- Exercise instructions:
Your task is to copy all of the data exactly.

- Information provided:
Segment Open
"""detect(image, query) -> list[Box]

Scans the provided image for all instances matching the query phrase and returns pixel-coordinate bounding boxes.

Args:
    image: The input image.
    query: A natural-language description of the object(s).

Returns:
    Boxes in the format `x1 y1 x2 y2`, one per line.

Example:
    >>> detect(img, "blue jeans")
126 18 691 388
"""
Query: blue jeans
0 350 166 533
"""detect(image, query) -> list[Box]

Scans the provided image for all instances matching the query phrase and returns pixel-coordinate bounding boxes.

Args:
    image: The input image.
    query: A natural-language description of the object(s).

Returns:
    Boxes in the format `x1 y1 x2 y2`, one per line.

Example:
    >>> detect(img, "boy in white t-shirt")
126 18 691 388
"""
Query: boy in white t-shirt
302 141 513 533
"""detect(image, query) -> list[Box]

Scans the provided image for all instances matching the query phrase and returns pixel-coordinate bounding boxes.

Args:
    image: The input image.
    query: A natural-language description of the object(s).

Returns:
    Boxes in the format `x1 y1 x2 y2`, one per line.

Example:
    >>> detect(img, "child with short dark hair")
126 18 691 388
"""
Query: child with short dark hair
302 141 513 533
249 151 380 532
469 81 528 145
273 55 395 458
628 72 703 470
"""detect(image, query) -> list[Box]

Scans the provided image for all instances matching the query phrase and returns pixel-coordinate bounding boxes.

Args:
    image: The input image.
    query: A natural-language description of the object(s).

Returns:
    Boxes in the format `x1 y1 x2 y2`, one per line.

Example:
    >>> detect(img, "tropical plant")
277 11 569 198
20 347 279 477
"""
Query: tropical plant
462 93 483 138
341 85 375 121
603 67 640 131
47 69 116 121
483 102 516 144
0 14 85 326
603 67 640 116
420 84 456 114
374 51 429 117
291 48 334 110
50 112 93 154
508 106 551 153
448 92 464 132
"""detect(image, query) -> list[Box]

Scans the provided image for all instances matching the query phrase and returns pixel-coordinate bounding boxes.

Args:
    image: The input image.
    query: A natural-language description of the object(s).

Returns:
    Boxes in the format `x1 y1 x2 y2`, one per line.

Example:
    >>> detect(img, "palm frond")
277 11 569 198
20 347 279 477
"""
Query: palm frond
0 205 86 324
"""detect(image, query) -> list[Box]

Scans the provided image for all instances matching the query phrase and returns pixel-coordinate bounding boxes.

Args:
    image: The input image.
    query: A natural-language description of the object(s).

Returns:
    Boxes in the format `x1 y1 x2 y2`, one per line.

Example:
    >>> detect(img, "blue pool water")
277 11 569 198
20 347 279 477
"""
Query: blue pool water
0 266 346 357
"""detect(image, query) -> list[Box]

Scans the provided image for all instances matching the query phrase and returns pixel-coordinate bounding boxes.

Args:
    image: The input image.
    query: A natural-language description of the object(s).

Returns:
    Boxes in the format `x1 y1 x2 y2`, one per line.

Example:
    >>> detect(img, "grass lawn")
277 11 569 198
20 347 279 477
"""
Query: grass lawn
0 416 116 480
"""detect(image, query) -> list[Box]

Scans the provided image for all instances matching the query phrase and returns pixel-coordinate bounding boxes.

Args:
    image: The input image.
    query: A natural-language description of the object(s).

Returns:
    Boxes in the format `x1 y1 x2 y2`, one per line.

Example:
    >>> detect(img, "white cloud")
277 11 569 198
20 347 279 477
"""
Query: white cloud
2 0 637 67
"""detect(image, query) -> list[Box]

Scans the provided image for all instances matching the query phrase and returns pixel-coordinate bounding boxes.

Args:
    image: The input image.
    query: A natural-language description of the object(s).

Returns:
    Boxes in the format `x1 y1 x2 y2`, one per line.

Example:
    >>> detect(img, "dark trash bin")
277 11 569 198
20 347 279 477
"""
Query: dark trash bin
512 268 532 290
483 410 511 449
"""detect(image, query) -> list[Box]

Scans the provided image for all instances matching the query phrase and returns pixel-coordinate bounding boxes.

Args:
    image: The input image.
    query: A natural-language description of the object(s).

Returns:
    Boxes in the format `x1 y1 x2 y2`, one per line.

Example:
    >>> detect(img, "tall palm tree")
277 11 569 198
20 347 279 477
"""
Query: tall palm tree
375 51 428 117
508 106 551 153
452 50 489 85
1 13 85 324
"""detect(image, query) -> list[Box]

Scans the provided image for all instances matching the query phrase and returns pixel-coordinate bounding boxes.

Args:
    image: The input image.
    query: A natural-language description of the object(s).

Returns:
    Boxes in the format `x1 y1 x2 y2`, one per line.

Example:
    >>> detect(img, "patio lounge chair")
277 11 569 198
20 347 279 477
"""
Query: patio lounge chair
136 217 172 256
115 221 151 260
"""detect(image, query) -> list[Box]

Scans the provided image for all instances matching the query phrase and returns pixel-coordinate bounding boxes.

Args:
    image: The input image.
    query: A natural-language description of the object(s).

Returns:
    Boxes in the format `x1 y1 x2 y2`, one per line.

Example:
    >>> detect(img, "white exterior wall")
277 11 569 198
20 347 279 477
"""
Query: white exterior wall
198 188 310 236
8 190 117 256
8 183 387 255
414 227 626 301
Segment Closed
- Worked solution:
"""detect(image, query) -> list[Box]

Scans the provided image for all instances matching the query phrase and returns pixel-coordinate bounding boxes.

Args:
    image: The input image.
    query: A natural-language description of the object(s).

Returns:
    Boxes in the format `x1 y1 x2 y2`, one per line.

Example:
    >>> detect(img, "blue jeans")
126 18 691 388
"""
Query: blue jeans
0 350 166 533
"""detect(image, query) -> list[Box]

Scans the provided image for all instances matching the query phrase and returns pixel-coordinate bounding boxes.

Args:
    image: The input image.
    query: A natural-language description of the object(s).

Returns:
    Boxes in the format `x1 y1 x2 y2`, one per line.

Example:
    >>> detect(img, "boy in white t-shirt")
126 18 691 388
"""
Query: boy in white t-shirt
302 141 513 533
"""detect(image, query) -> list[Box]

Scans the provided image for all instances matching the query phrase and returns pixel-coordinate bounding boxes.

Args:
    image: The input image.
    query: A natural-language description of the object(s).

Returns:
    Boxes in the format `x1 y1 x2 y2`, one per line.

Example:
    >>> detect(img, "child with short dark hair")
126 18 691 388
"""
Query: child with short dark hair
302 141 513 533
249 151 380 532
469 81 528 145
273 55 395 458
628 72 703 470
"""detect(image, query) -> list[Box]

Scans the provided image for all instances matching the query phrase and returns pixel-coordinate bounding boxes.

Args:
    image: The input image.
    query: A natural-language description of the object(s).

Returns:
    Boxes in the format `x1 y1 x2 y2`, one per line.

Example:
    >>> detect(img, "tropical plant")
277 11 569 198
20 347 279 477
"""
Query: tropical plant
462 93 483 138
341 85 375 121
603 67 640 131
47 69 116 121
483 102 516 144
0 14 85 326
603 67 640 116
420 84 456 114
374 51 429 117
291 48 334 110
50 112 93 154
508 106 551 153
448 92 464 132
"""detect(image, query) -> list[Box]

Scans the provided image for all instances matching the query phrase and returns pixel-coordinate bounding boxes.

Args:
    image: The input image.
    query: A natural-language description of the object(s).

Returns:
    Boxes in the format `x1 y1 x2 y2`, one per line.

Example:
    >>> detect(img, "palm frond")
277 11 569 198
20 347 279 477
"""
Query: palm frond
0 205 86 324
"""detect(image, query) -> list[Box]

Scans the provided image for all instances matching the query phrase and returns pixel-coordinate bounding boxes.

Args:
    image: The input image.
    query: A natural-language description of the object(s).

Returns:
    Boxes in the format `x1 y1 x2 y2`, one per line.

Example:
    >>> detect(img, "blue pool water")
277 11 569 198
20 347 279 477
"""
Query: blue pool water
0 266 346 357
"""detect(image, query) -> list[Box]

Scans the provided image for all instances matching the query phrase and returns pixel-coordinate bounding boxes.

Args:
    image: The input image.
    query: A natural-language description of the object(s).

Returns:
    Boxes in the format `x1 y1 x2 y2`, one per line.

Example:
    >>> detect(img, "grass lawn")
277 11 569 198
20 347 279 477
"""
Query: grass lawn
0 416 116 480
"""detect(image, query) -> list[Box]

Scans the provided image for all instances matching the query phrase and returns pixel-coordinate bounding boxes.

Args:
    image: The input image.
    query: A natural-language description of the object(s).

Returns:
    Boxes in the format `x1 y1 x2 y2`, one per line.

Example:
    >>> detect(img, "white cloud")
277 11 569 198
20 347 279 477
"""
Query: white cloud
2 0 637 67
"""detect(image, query) -> list[Box]

Scans the provided image for all instances matching the query phrase and returns pixel-coordinate bounding boxes.

Args:
    image: The input image.
    query: A natural-language description of the object(s).

Returns:
    Boxes in the format `x1 y1 x2 y2`, one per line.

Example:
    >>> detect(img, "dark trash bin")
277 11 569 198
20 347 279 477
"""
Query: dark trash bin
512 268 532 290
483 410 511 449
"""detect(image, query) -> list[Box]

Scans the provided image for all instances matching the query phrase and returns pixel-coordinate bounding boxes.

Args:
    image: The input image.
    query: A natural-language description of the object(s).

Returns:
    Boxes in the format `x1 y1 x2 y2`, one per line.

Example:
    >>> detect(img, "tall palm tree")
277 11 569 198
20 347 279 477
"""
Query: tall palm tree
375 51 428 117
508 106 551 153
452 50 489 85
1 13 85 324
"""detect(image, query) -> list[Box]

Scans the provided image for all instances matching the query phrase and returns pixel-coordinate bounding boxes.

Args:
    image: The input image.
    query: A natural-language description of the object(s).

Returns:
    Boxes in the format `x1 y1 x2 y2`, one per line.

Example:
    >>> detect(img, "patio lounge chair")
277 11 569 198
20 347 279 477
"""
Query: patio lounge chair
136 217 172 256
115 221 151 260
"""detect(image, query) -> list[Box]

Scans the provided image for all instances matching the query phrase and returns pixel-coordinate bounding boxes.

Args:
    image: The input image.
    query: A natural-language description of the object(s).

Returns:
    Boxes in the format `x1 y1 x2 y2`, one per line.

Example:
    >>> detect(img, "white exterior wall")
277 11 569 198
20 347 279 477
"""
Query: white exterior wall
198 188 310 236
8 190 117 256
8 183 387 255
414 227 626 301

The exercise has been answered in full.